Playing with a fast editing, the film follows this car racing through the streets of L.A. with the SIS and the FBI right on its heels. All the floodgates to escape them revealed problems, and the director never backed down from any melodramatic string. Any possibility to create suspense became thwarted by a series of unsavory scenes delivered at nauseating breakneck speed. It’s just about pulling the wool over your eyes. 

This is a very conventional cat-and-mouse thriller that doesn't go anywhere. Now and then, the mischievous eloquence of its characters can still feed a few smiles among the long list of regrets, but this Ambulance quickly got its engine flooded and conked out. You'd have to tie me to a chair to make me see it again.

The Unbearable Weight of Massive Talent (2022)

Direction: Tom Gormican
Country: USA 

In this flamboyant farce, in which Nicolas Cage plays Nicolas Cage in a crisis of confidence, spreads out quick-fire situations laced with some fair moments of humor. Lively, slightly trippy, and with notes of self-mockery, the film references the actor’s real career in a few scenes, and even shows him kissing a younger and successful version of himself - an imaginary Cage likely from the ‘80s. This idea came out spontaneously from the actor while filming.

Indeed, his self-centric character feeds from the glory of the past, but is totally aware of the state of his declining career. In debt, he decides to accept a paid gig proposed by a longtime fan, the Mexican billionaire Javi Gutierrez (Pedro Pascal). All he has to do is to take a flight to Spain and join him at his birthday party. They get along pretty quickly and even make plans for a future character-driven drama film about their relationship, but everything is compromised when Cage is recruited by the CIA to spy on his new friend. 

Tom Gormican’s sophomore feature reveals audacity in its conception and releases a certain energy, but sins by letting things down gradually. The last portion of the film results in a jarring collision of cheesy friendship and action-packed scenes mounted with panache, which only curbs the more attractive offbeat impulses offered at an early stage. However, it’s great to see an enthusiastic Cage returning to the right track with three decent films - Sion Sono’s Prisoners of Ghostland, Michael Sarnoski’s Pig, and this one - delivered over the course of one year. After having refused this ‘self’ role a few times, he just made his massive talent heavier and more conspicuous by accepting it.

The Good Boss (2022)

### Data to examine

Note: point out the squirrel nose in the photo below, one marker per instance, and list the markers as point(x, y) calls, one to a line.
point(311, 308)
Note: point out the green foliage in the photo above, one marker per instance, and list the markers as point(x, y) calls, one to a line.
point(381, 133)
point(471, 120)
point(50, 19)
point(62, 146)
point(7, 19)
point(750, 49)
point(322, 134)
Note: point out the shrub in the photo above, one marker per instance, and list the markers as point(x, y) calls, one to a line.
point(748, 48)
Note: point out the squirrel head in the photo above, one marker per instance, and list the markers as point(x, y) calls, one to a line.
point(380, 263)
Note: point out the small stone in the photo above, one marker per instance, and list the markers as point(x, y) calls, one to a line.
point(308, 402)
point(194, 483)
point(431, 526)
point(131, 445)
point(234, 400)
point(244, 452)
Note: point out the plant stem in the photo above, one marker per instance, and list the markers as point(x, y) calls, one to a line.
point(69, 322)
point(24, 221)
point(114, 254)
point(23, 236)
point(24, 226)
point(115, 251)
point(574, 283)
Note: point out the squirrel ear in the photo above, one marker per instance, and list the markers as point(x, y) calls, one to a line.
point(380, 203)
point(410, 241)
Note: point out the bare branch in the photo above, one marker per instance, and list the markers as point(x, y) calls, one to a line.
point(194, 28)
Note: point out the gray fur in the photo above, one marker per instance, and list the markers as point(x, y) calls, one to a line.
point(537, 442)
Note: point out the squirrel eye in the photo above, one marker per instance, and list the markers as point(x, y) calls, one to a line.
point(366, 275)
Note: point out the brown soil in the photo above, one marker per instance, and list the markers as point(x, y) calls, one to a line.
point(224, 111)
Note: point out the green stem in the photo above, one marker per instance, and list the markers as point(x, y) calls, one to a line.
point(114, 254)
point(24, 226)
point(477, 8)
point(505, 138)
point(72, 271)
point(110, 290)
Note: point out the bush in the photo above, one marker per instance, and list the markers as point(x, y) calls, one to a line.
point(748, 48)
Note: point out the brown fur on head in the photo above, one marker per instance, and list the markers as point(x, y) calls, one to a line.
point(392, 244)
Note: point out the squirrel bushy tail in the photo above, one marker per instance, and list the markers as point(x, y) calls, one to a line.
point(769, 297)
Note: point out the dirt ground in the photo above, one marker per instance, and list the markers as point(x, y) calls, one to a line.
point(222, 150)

### Task requirements
Quote from the film reviews the passage that begins at the words "Playing with a" and stops after the words "over your eyes.".

### Output for this exercise
Playing with a fast editing, the film follows this car racing through the streets of L.A. with the SIS and the FBI right on its heels. All the floodgates to escape them revealed problems, and the director never backed down from any melodramatic string. Any possibility to create suspense became thwarted by a series of unsavory scenes delivered at nauseating breakneck speed. It’s just about pulling the wool over your eyes.